Requirements: Reproduce the part of the data that opens with the line containing "Target: white ear marking" and closes with the line containing "Target: blue patio umbrella", both included, and leave out the pictures.

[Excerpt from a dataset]
....
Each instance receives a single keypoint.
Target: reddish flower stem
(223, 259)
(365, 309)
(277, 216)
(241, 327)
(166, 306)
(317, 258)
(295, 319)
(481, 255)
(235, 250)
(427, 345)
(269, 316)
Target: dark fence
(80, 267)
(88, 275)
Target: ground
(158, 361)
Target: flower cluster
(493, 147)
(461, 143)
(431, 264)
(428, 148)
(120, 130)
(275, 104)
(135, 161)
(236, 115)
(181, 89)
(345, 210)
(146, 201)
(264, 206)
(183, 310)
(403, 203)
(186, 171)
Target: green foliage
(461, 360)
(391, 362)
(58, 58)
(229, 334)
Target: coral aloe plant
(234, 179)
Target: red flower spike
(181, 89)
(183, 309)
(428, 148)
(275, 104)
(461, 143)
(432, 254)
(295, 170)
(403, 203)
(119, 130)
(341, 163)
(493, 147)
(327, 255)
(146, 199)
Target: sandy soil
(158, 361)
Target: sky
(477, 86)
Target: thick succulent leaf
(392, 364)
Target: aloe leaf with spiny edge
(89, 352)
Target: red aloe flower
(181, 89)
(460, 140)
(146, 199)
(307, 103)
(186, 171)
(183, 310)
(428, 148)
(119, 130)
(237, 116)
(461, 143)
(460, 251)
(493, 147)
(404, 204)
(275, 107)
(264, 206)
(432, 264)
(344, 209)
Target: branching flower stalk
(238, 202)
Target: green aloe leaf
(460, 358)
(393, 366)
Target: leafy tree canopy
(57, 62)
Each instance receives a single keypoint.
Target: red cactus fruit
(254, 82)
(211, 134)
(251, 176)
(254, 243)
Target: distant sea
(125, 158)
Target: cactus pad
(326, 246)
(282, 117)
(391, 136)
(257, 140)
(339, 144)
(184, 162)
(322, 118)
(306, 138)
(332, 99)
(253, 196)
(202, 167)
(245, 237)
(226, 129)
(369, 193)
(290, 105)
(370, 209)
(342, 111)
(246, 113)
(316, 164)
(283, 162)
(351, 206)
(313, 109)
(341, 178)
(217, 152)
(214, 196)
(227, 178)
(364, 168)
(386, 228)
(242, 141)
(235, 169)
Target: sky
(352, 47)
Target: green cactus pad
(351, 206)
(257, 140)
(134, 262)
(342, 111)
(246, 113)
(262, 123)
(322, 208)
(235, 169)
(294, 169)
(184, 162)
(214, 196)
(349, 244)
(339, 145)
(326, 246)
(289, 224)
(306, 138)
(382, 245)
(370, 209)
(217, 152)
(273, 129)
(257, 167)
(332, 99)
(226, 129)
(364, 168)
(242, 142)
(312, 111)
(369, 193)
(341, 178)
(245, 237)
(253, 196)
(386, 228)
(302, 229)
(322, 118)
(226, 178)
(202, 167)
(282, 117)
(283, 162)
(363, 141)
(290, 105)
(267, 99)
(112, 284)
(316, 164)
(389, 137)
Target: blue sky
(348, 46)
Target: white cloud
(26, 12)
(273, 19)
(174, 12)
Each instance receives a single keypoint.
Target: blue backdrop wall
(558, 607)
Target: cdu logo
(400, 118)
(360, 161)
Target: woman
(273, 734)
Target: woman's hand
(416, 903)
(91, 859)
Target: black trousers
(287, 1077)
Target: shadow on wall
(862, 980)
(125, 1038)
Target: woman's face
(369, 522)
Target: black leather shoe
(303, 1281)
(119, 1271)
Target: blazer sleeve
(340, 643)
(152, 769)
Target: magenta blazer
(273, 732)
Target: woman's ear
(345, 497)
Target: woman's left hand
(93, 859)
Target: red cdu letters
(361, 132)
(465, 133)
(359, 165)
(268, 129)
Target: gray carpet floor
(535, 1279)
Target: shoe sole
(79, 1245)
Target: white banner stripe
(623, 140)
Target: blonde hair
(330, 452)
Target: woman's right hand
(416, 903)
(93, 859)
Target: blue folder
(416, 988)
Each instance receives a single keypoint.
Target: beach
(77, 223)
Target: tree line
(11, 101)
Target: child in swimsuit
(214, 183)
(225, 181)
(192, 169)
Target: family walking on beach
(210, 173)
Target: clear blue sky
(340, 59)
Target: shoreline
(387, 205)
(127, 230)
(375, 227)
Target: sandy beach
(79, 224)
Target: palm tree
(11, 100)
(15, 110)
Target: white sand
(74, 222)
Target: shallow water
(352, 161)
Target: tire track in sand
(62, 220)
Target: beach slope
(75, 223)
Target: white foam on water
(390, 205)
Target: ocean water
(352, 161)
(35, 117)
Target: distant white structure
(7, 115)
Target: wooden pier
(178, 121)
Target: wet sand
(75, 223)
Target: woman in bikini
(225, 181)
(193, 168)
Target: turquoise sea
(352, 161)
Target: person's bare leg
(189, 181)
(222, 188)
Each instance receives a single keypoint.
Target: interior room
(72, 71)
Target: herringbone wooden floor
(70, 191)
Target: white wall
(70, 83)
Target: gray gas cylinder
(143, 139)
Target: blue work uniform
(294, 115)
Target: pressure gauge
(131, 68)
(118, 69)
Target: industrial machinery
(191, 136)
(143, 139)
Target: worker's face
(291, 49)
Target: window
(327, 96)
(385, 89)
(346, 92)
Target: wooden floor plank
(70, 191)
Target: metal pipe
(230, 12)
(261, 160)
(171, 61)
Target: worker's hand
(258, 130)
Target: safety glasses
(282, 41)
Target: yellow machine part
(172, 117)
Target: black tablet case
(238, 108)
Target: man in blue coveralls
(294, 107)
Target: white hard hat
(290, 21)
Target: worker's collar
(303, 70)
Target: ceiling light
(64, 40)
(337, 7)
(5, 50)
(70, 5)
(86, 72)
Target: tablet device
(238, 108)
....
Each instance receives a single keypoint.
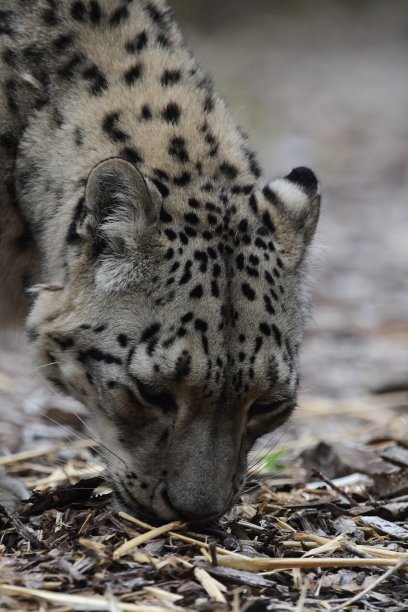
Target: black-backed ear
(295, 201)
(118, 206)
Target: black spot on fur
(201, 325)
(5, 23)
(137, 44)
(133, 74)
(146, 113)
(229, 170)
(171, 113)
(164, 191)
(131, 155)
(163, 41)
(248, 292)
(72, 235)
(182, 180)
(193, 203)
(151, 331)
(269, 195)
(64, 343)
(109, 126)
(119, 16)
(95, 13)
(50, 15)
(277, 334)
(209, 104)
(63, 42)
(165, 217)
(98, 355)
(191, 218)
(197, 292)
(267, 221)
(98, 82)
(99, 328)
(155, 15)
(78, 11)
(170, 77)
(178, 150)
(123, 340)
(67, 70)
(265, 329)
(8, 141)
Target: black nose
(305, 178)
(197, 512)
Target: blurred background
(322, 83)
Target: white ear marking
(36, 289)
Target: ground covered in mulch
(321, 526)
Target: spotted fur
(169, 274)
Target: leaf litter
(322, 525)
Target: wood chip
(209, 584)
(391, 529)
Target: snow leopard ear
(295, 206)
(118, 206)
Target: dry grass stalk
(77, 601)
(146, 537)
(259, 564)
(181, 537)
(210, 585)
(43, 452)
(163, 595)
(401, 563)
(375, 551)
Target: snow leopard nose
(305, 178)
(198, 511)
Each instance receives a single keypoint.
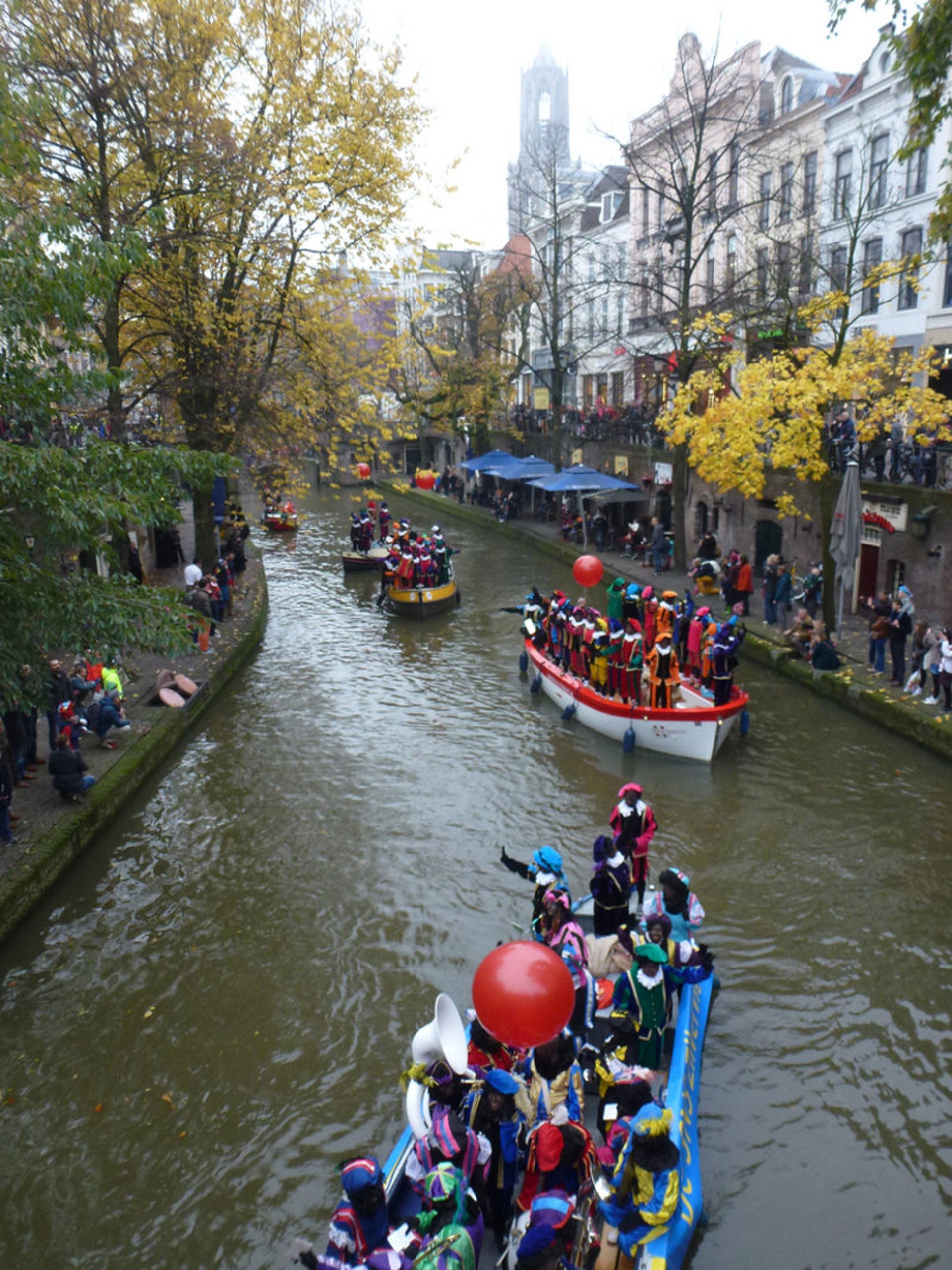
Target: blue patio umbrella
....
Reply:
Target: white ear marking
(36, 289)
Target: ground covered in mulch
(321, 526)
Target: spotted fur
(169, 274)
Target: leaf litter
(322, 525)
Target: wood chip
(209, 584)
(391, 529)
Target: snow leopard ear
(295, 206)
(118, 206)
Target: dry grass stalk
(77, 601)
(146, 537)
(259, 564)
(181, 537)
(210, 585)
(43, 452)
(163, 595)
(401, 563)
(375, 551)
Target: snow leopard nose
(305, 178)
(198, 511)
Each instance receives a single keypoint.
Target: blue patio umbrella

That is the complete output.